Excerpts of labeled region data

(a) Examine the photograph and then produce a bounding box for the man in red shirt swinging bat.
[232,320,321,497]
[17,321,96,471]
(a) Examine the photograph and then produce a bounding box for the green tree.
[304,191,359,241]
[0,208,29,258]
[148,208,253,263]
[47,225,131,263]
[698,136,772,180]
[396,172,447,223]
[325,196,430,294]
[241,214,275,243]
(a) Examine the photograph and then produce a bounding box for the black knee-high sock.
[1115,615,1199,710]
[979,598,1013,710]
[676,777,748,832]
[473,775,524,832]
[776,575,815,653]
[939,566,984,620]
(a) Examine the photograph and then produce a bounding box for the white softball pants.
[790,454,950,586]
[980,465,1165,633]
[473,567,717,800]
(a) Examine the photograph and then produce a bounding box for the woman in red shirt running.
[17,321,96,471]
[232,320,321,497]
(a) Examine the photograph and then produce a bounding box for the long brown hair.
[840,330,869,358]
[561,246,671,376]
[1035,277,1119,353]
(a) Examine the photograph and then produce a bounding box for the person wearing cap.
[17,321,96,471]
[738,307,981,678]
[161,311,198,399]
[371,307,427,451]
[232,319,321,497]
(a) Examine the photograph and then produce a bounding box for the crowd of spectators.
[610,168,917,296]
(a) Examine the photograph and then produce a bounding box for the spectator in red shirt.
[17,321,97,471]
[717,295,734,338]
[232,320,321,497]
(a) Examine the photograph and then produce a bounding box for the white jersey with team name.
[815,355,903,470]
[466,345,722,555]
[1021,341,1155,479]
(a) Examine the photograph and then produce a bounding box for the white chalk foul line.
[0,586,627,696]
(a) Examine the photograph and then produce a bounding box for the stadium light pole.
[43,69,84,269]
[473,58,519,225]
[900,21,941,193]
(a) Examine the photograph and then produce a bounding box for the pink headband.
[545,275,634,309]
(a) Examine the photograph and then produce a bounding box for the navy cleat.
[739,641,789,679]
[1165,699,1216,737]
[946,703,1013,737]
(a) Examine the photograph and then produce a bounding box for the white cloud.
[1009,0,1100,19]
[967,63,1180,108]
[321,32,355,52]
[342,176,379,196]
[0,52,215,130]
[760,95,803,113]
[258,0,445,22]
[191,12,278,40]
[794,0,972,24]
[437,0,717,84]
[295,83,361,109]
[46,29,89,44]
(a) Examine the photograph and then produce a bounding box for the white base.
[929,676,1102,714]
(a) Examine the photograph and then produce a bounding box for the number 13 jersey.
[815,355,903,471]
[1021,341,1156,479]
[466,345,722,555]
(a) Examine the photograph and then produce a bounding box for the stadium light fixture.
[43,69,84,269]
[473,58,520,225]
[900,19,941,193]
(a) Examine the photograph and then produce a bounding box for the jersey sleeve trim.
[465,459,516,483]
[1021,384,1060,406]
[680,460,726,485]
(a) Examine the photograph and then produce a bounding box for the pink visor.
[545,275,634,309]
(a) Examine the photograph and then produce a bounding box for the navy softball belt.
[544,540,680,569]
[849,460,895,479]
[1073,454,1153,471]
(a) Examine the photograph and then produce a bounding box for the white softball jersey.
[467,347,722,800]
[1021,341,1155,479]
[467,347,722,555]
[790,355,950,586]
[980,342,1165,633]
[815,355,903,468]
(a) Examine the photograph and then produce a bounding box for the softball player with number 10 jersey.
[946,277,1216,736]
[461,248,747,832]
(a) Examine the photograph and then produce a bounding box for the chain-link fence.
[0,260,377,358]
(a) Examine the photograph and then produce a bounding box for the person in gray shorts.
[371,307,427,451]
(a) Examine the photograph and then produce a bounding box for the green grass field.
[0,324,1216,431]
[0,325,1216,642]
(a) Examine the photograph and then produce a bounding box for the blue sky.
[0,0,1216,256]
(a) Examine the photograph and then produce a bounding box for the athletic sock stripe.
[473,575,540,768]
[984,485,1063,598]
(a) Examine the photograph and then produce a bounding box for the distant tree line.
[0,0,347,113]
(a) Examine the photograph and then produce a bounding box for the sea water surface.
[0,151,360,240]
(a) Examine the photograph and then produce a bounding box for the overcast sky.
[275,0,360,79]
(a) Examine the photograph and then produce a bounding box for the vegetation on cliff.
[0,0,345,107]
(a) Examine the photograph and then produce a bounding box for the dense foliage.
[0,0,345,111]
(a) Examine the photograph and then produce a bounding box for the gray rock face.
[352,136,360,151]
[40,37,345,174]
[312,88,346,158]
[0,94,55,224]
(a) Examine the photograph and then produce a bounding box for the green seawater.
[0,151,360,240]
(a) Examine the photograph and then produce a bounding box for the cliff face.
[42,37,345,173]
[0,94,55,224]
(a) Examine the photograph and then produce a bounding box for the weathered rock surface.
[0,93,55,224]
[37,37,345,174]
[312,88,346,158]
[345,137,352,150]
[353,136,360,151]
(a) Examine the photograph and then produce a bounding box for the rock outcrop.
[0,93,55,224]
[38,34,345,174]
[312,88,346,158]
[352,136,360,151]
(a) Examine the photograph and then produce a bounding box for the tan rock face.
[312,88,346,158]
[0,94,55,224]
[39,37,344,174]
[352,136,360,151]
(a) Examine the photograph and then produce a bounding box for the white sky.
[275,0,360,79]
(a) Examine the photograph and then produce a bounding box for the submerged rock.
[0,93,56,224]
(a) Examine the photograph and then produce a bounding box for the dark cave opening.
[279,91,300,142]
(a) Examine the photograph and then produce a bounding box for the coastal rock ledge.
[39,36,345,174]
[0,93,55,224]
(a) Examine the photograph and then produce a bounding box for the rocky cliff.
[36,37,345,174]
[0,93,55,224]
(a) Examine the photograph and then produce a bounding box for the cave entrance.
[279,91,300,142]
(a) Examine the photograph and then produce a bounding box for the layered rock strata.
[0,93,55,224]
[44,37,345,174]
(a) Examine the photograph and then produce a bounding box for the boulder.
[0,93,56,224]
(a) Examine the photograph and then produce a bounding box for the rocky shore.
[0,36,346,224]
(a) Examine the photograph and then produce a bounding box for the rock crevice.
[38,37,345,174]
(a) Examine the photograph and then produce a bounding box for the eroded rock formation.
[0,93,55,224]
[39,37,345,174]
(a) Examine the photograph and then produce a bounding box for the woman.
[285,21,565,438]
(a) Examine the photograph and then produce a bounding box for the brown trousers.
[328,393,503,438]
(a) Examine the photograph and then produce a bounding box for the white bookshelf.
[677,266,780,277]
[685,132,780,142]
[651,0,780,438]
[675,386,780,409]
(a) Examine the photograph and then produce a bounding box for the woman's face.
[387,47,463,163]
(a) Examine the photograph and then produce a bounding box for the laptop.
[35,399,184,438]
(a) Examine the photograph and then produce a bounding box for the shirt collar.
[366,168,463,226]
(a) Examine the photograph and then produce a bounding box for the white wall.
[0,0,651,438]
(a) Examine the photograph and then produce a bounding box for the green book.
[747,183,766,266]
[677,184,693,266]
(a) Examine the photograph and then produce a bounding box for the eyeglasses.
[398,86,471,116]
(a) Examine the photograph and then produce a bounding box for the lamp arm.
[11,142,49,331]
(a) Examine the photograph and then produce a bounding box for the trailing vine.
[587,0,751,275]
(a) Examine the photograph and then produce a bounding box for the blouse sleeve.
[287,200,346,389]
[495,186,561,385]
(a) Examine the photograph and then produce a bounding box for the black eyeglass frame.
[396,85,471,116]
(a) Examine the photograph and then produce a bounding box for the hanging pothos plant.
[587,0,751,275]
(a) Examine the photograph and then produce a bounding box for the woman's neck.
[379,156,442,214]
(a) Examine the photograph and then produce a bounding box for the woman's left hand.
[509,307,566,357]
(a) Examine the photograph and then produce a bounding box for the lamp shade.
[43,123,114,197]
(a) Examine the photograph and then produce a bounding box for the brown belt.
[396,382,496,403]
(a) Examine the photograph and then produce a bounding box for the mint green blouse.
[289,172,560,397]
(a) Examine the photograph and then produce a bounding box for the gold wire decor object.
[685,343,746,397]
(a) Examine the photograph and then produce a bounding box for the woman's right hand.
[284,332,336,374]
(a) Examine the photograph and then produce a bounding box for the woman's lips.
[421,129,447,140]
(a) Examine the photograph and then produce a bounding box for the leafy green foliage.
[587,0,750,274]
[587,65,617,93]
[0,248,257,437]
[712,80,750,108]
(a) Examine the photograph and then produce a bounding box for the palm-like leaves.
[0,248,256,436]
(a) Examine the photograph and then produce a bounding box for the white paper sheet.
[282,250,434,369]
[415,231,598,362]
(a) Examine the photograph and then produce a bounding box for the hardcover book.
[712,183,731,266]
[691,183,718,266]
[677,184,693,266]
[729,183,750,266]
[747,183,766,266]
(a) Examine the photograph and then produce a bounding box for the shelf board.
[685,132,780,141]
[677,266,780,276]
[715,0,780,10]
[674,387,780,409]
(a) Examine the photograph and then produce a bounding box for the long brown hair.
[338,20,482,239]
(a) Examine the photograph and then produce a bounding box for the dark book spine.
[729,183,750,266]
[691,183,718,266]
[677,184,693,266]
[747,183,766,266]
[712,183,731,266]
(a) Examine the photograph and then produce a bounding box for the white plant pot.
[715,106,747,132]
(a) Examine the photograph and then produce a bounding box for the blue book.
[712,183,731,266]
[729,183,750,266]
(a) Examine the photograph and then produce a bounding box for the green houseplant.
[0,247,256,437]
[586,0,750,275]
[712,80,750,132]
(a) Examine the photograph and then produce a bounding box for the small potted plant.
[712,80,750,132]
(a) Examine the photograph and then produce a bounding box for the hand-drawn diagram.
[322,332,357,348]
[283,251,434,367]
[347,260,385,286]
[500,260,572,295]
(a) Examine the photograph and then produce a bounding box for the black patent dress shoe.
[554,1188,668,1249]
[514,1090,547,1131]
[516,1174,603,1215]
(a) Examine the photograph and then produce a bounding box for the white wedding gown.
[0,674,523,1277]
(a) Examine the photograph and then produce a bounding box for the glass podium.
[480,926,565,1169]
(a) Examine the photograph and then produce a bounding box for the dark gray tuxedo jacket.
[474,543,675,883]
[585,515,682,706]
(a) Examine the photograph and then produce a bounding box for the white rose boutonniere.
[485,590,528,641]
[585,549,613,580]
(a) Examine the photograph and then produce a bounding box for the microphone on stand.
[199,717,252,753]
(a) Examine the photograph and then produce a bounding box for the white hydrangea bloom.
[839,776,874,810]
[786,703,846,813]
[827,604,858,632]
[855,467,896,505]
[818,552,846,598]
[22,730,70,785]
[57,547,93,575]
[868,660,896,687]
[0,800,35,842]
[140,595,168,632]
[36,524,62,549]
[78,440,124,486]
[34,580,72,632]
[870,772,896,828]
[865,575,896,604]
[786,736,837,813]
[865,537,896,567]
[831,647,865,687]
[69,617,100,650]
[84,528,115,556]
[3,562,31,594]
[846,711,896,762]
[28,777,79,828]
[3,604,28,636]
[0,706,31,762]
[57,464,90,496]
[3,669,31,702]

Brief
Reproduce the entries word for word, beginning with the line that contains "the shirt collar." and continuing through the line that contains "[421,129,447,140]". Include both of those lines.

Answer in full
(a) Examine the photograph and then produce a bounding box for the shirt collar.
[366,168,463,226]
(a) Examine the photograph and then produce a bounding box for the white wall.
[0,0,651,438]
(a) Examine the photograph and then produce a bounding box for the green book.
[747,183,766,266]
[677,184,693,266]
(a) Examine the photograph and then produce a bounding box for the eyeglasses.
[398,86,471,116]
(a) Examine the photograph and then produce a bounding box for the lamp arm.
[11,142,49,331]
(a) Examine the photograph and then produce a bounding box for the trailing vine.
[587,0,751,275]
(a) Examine the photograph and then produce a bounding box for the blouse sleeve.
[287,200,346,389]
[495,186,561,385]
(a) Examine the photograph and then produce a bounding box for the black eyeglass frame.
[396,85,471,116]
(a) Examine the photograph and then produce a bounding box for the hanging pothos plant.
[587,0,751,275]
(a) Examine the photograph and then produce a bounding box for the woman's neck.
[379,156,442,214]
(a) Examine the photograph and then produce a bounding box for the woman's left hand.
[509,307,566,357]
(a) Examine the photograph and then produce a bounding box for the lamp shade.
[43,123,114,197]
(a) Examine the photograph and then produce a bounding box for the brown belt.
[396,382,496,403]
(a) Examine the photograph and then produce a bounding box for the mint green blouse.
[289,172,560,397]
(a) Examine the photograph and then produce a bounding box for the gold wire decor object.
[685,343,746,397]
(a) Examine the photograph and then produce a bounding box for the woman's right hand.
[284,332,336,374]
(a) Examine the photograph and then produce a bounding box for the woman's lips.
[421,129,447,140]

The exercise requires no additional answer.